====== Source material ======

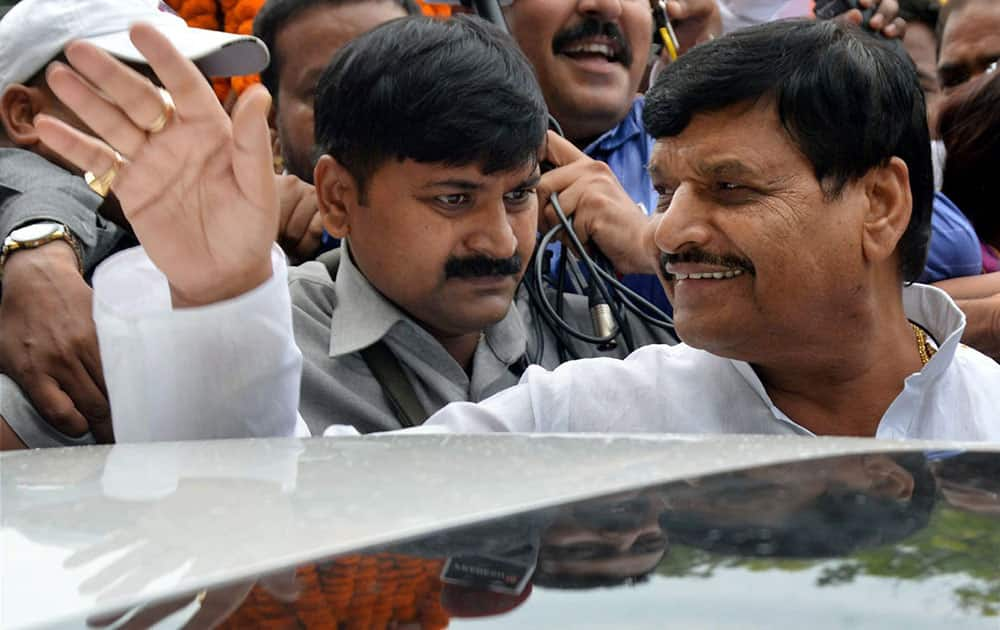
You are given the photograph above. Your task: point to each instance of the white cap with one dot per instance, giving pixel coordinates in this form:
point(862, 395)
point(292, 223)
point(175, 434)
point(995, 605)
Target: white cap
point(34, 32)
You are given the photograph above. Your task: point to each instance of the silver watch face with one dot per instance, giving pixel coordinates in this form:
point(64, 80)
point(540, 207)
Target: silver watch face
point(35, 231)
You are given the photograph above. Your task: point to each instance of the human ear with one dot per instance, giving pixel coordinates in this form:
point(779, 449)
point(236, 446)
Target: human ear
point(890, 205)
point(336, 193)
point(19, 105)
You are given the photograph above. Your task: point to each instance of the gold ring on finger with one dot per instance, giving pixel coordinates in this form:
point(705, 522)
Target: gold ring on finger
point(166, 113)
point(102, 184)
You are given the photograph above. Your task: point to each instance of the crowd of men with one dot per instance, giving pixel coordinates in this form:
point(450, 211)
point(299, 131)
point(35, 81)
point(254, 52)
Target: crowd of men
point(773, 190)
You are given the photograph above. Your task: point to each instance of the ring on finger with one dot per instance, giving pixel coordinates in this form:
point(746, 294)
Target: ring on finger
point(101, 184)
point(166, 114)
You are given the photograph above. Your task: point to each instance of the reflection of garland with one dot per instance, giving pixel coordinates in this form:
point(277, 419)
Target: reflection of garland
point(236, 16)
point(370, 591)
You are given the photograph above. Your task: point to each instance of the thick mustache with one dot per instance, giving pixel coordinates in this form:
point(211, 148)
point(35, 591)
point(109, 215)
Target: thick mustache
point(592, 27)
point(482, 267)
point(700, 256)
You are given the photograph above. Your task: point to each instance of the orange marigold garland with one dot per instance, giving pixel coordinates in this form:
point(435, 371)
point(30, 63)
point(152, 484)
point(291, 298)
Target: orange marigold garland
point(236, 16)
point(231, 16)
point(434, 10)
point(357, 592)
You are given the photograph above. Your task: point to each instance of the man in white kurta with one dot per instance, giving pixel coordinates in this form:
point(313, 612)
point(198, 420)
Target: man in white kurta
point(794, 207)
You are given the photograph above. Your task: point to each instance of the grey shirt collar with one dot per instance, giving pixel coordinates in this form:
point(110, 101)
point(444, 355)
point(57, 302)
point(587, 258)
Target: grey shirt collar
point(364, 316)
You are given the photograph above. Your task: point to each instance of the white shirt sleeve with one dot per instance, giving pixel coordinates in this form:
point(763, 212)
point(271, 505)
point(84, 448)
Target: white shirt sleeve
point(226, 370)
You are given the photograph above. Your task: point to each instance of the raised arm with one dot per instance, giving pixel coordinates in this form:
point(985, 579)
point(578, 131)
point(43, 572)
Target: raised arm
point(207, 350)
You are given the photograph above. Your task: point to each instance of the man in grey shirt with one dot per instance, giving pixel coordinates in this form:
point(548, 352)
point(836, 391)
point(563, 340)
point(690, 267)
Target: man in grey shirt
point(430, 173)
point(436, 199)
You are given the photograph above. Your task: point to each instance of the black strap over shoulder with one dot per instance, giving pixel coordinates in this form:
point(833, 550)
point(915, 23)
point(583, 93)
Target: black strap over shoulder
point(397, 388)
point(385, 367)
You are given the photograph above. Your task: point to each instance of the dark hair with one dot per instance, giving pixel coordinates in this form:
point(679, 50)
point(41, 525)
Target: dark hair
point(921, 11)
point(836, 523)
point(969, 122)
point(275, 14)
point(455, 91)
point(848, 100)
point(947, 10)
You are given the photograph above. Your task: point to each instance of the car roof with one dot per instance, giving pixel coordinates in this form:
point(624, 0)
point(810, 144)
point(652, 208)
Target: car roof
point(89, 530)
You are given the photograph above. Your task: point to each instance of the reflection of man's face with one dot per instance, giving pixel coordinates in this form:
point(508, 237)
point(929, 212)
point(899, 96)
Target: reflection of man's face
point(589, 57)
point(769, 495)
point(756, 253)
point(446, 244)
point(304, 47)
point(621, 538)
point(970, 42)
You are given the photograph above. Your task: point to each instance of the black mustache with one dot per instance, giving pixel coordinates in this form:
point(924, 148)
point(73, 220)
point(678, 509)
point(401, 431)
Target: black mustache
point(482, 267)
point(700, 256)
point(592, 27)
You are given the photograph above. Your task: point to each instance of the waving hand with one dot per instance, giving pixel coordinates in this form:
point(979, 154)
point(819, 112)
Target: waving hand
point(197, 186)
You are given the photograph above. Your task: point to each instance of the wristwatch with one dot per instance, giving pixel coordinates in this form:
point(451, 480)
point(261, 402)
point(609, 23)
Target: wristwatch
point(35, 235)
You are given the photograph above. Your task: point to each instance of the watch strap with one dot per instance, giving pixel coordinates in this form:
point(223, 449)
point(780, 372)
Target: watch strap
point(59, 233)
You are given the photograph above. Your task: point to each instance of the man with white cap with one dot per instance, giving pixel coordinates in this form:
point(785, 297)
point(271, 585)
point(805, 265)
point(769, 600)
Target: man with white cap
point(58, 223)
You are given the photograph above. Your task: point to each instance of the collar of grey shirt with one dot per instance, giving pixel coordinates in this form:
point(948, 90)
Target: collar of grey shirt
point(363, 316)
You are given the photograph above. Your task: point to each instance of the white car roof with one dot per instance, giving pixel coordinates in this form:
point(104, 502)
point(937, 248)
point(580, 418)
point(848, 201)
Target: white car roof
point(88, 530)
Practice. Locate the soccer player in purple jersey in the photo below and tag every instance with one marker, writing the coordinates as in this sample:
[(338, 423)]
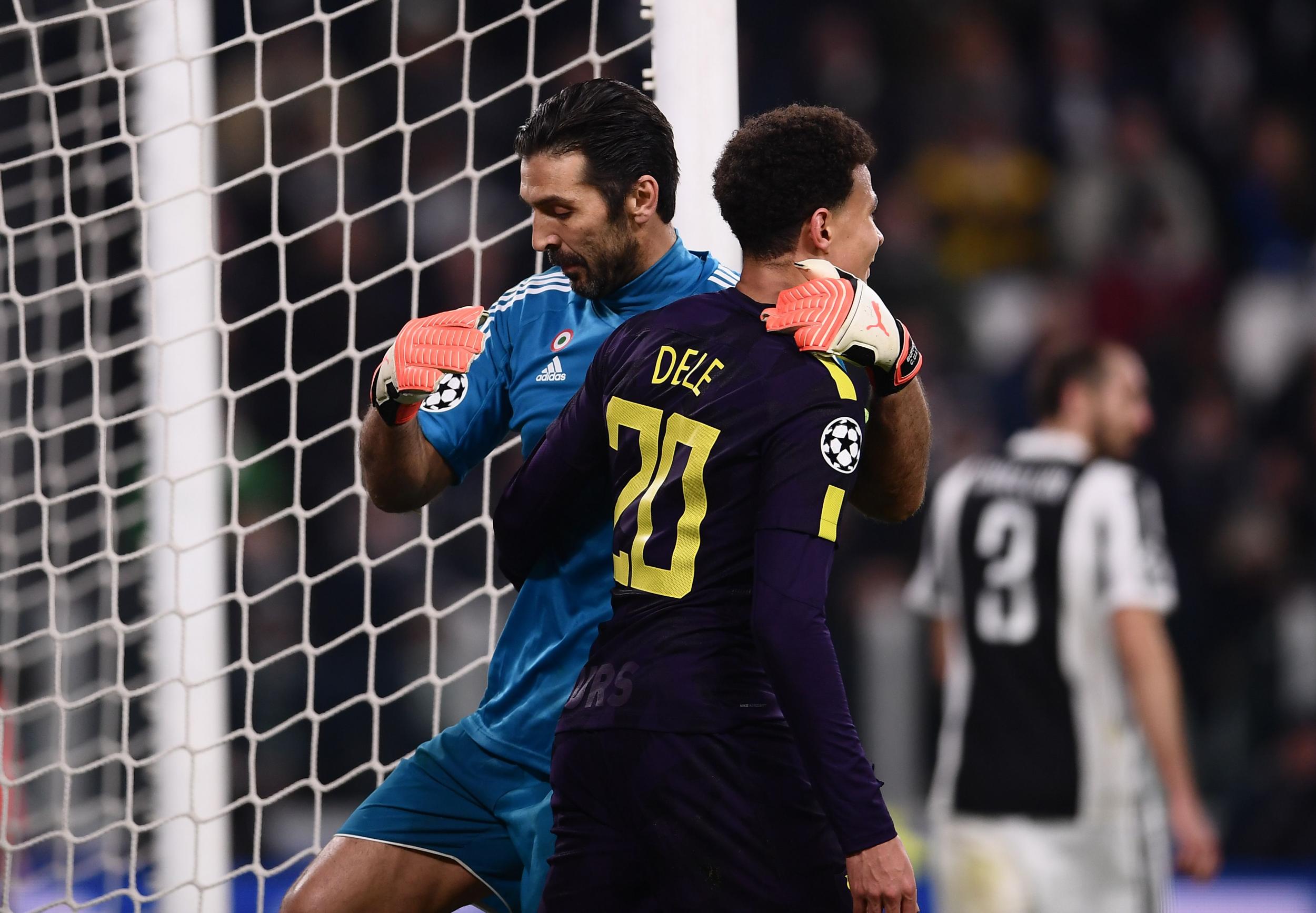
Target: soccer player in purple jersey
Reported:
[(706, 758)]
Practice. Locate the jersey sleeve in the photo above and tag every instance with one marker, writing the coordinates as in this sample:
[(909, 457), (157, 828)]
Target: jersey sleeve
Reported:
[(933, 588), (809, 467), (565, 470), (1138, 561), (465, 427)]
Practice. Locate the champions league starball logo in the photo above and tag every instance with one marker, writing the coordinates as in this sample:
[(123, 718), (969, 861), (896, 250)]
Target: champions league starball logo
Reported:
[(841, 440), (448, 394)]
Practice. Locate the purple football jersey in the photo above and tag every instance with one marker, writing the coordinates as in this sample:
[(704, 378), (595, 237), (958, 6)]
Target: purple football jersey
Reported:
[(701, 429)]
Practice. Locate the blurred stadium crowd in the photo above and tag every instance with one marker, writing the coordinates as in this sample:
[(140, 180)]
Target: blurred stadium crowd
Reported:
[(1133, 169)]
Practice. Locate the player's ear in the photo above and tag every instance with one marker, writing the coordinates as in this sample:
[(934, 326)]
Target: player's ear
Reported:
[(817, 230), (643, 200)]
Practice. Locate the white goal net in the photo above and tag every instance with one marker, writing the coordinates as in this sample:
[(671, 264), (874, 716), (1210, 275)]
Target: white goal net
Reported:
[(212, 223)]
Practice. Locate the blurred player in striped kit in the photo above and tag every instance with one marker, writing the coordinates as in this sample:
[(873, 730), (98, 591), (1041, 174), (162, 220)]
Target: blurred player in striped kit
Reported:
[(1048, 579)]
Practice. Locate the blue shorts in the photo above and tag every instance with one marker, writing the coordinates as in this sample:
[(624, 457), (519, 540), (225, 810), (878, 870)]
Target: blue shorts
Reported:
[(456, 800)]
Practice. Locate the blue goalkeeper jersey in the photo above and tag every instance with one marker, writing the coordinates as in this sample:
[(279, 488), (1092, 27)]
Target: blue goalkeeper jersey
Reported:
[(539, 344)]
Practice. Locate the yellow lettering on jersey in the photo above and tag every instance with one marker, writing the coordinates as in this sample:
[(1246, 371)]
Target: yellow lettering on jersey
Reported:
[(832, 503), (685, 380), (844, 386), (661, 373), (685, 367), (706, 377)]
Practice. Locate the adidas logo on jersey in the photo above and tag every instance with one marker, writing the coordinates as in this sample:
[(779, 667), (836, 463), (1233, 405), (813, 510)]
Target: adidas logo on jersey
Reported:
[(553, 372)]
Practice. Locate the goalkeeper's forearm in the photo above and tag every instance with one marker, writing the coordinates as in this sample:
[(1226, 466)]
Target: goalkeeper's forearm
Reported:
[(401, 469), (894, 466)]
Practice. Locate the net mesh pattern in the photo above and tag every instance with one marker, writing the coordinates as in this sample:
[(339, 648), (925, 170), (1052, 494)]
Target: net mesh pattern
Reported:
[(362, 175)]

======

**What is needed**
Here the job is to set down exactly the lines of the material above that fall between the one with "point(35, 591)" and the one with "point(291, 298)", inclusive, and nothing beyond them.

**Answer to the problem**
point(35, 591)
point(109, 215)
Target: thick mustache
point(592, 27)
point(482, 267)
point(700, 256)
You are given the photograph above. Your task: point to each instance of the orange marigold garland with one dot per instance, giving pixel coordinates in this form:
point(435, 371)
point(30, 63)
point(152, 484)
point(291, 298)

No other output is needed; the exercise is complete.